- **Passage provided**
>> BEGIN

Adopt-a-Spot: Breaking Rules to Raise Money and Awareness

Free-Range Thinking | September 2001

In its crusade to end police brutality, the October 22nd Coalition is ignoring the traditional model for disseminating a message.and it’s working.


When Iris Baez told me about the night the police killed her son, I understood how she could hold a room spellbound. Close to midnight on December 22, 1994, Anthony Baez and his three brothers were tossing around a football in the street outside his family’s home in the Bronx. The ball accidentally bounced off a parked police car, and that’s when the trouble began. Officer Francis Livoti, who already had 14 official complaints filed against him, stormed out of the car and promptly put Anthony in a chokehold. Baez’s brothers and father warned Livoti that Anthony suffered from asthma, but the enraged cop continued to hold Anthony until he passed out. Lying face down on the pavement with police kneeling on his back, Anthony was put in handcuffs, but he wouldn’t remember any of this because he never regained consciousness. He was 29.

Three years after this tragic incident, Physicians for Social Responsibility invited Iris to speak at a meeting the group was hosting in New York City. After Iris talked about her son’s murder, the invited guests – about twenty doctors and other concerned community members – viewed several public service announcements produced by the October 22nd Coalition to Stop Police Brutality, Repression, and the Criminalization of a Generation. One of the PSAs memorialized Anthony’s story, and the guests decided to “adopt” this spot. Money was collected specifically to purchase airtime on Black Entertainment Television (as opposed to simply submitting the PSA and hoping BET would choose to show it). This paid broadcast ensured that Anthony Baez’s story and the broader issue of police brutality would be brought to 250,000 households across America.

For the October 22nd Coalition, this was the birth of “Adopt-a-Spot,” an unconventional strategy for raising money and awareness. David Lindblom, the New York-based filmmaker who supervised production of the Baez PSA, told me that the approach was born of necessity. “There are two responses to police brutality,” Lindblom said. “One is from people who say, ‘Look: this is what I’m talking about. This happens to people like me all the time.’ And the other is from people who say, ‘I heard this happens but I don’t know the extent of it. I’ve never really talked to someone who’s been through it.’ We wanted to put these two groups together in the same room.” Letting these people meet would begin a public education process at a grassroots level, but the October 22nd Coalition also wanted to educate on a national scale – and that required money it didn’t have.

What the Coalition did have, however, was Lindblom and other talented artists who would donate their time. Operating on a shoestring budget, Lindblom and his colleagues produced over twenty PSAs featuring parents of the victims of police brutality, leaders of the African American and Hispanic community, and news clips catching police in horrific acts. The emotionally potent thirty-second spots asked viewers to send in stories about police brutality and to wear black on October 22nd, a national day of protest. Traditionally, public interest groups set their media budgets first and then produce their PSAs, but the Iris Baez meeting proved that the rules could be broken. Lindblom’s spots were a powerful draw – strong enough to attract the money needed to finance their broadcast.

>> END

- **To be done**
- a) In the Adopt-a-Spot article, on which television network did the meeting's guests buy airtime for the Baez PSA?
- b) Reproduce everything in the Adopt-a-Spot article from "What the Coalition" down to "finance their broadcast.".

- **Stored dataset items**
>> BEGIN

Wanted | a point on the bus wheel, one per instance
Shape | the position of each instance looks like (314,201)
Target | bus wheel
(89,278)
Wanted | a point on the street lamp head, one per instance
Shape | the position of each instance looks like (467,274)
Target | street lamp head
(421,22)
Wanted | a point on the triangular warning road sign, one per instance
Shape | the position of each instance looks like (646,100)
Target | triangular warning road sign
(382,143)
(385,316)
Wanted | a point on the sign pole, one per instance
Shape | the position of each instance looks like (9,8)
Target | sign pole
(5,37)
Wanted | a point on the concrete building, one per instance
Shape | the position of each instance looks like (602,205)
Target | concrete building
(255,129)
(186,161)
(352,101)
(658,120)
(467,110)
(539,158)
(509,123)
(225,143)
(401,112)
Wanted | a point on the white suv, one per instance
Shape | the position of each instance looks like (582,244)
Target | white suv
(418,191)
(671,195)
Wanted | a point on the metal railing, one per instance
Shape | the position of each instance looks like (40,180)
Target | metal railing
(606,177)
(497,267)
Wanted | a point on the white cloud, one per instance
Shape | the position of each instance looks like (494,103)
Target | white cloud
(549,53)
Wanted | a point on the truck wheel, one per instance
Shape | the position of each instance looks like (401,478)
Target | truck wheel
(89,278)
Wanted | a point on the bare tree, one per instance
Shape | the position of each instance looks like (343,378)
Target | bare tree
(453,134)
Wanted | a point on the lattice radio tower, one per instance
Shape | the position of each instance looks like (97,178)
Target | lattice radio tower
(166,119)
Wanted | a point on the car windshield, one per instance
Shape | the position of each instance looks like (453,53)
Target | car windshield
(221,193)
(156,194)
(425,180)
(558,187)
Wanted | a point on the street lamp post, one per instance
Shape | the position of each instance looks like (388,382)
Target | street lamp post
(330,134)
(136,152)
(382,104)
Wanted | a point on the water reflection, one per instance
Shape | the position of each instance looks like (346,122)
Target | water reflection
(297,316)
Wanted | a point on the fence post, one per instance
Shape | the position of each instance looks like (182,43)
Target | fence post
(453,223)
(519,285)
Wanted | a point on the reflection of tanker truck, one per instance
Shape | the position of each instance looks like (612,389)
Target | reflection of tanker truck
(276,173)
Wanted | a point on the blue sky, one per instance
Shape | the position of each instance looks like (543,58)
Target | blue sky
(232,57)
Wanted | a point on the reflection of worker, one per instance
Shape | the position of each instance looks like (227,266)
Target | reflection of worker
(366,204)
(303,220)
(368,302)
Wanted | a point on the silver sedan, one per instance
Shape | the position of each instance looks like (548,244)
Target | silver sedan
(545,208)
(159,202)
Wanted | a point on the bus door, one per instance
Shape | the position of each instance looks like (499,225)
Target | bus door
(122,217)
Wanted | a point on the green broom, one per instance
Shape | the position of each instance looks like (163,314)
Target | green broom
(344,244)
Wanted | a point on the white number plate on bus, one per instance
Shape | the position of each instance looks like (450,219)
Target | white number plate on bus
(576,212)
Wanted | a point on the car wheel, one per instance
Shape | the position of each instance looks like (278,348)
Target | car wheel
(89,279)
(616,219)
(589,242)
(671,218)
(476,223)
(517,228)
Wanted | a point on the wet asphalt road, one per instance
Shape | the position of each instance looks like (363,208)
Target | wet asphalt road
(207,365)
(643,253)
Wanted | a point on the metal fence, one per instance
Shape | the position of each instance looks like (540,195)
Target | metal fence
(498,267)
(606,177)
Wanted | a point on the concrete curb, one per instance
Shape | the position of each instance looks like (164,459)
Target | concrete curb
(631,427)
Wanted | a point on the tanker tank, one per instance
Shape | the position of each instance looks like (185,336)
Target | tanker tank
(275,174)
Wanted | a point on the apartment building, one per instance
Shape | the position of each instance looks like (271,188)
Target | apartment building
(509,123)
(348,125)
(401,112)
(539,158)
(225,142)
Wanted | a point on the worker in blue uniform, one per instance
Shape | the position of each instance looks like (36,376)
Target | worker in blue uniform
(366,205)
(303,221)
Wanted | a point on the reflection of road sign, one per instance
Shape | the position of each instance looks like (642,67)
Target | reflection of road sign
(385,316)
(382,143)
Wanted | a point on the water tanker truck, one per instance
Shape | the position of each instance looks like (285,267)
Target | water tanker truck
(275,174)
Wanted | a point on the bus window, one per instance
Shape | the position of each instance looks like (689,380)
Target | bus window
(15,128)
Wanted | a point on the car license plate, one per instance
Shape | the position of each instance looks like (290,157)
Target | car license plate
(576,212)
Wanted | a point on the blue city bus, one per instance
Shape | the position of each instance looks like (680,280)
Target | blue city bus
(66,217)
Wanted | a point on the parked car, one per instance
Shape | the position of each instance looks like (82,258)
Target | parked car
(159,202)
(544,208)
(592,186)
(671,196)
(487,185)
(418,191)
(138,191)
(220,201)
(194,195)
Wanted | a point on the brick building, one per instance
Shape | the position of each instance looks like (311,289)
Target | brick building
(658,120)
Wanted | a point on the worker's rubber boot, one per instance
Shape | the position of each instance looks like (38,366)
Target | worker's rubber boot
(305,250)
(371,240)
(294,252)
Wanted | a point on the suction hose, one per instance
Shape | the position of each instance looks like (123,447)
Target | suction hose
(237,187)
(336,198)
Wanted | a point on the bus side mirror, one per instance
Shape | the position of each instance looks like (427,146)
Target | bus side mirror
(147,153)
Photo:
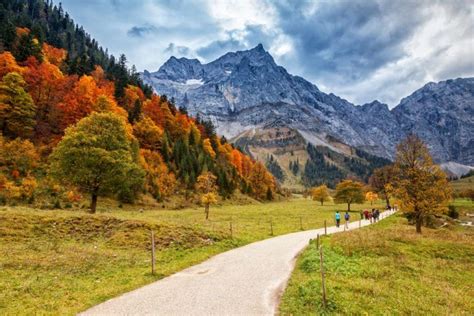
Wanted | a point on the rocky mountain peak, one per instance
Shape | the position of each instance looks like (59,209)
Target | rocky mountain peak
(246,90)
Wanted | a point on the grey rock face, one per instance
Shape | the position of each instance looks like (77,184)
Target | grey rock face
(246,90)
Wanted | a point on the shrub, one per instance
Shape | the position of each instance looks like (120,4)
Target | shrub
(453,212)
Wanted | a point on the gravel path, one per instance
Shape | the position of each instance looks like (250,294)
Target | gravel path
(244,281)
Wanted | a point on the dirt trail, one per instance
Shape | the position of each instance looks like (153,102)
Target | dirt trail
(244,281)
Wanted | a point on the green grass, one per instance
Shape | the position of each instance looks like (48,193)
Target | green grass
(388,269)
(64,261)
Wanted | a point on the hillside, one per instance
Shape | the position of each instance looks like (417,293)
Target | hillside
(462,184)
(297,164)
(246,90)
(46,90)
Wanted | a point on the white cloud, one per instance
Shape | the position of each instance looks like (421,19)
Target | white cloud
(361,51)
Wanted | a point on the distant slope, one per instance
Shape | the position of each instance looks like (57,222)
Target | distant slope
(463,184)
(247,90)
(296,163)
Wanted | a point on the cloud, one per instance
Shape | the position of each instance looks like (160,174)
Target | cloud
(141,31)
(234,40)
(174,50)
(360,49)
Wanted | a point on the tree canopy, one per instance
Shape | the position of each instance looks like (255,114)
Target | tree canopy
(421,186)
(99,156)
(321,194)
(349,191)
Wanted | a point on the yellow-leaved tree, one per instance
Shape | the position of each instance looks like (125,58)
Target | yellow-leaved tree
(206,184)
(349,191)
(321,194)
(371,197)
(99,156)
(421,186)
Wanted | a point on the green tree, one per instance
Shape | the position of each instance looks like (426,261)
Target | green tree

>> END

- **Answers to the exercise**
- a) Black Entertainment Television (BET).

- b)
What the Coalition did have, however, was Lindblom and other talented artists who would donate their time. Operating on a shoestring budget, Lindblom and his colleagues produced over twenty PSAs featuring parents of the victims of police brutality, leaders of the African American and Hispanic community, and news clips catching police in horrific acts. The emotionally potent thirty-second spots asked viewers to send in stories about police brutality and to wear black on October 22nd, a national day of protest. Traditionally, public interest groups set their media budgets first and then produce their PSAs, but the Iris Baez meeting proved that the rules could be broken. Lindblom’s spots were a powerful draw – strong enough to attract the money needed to finance their broadcast.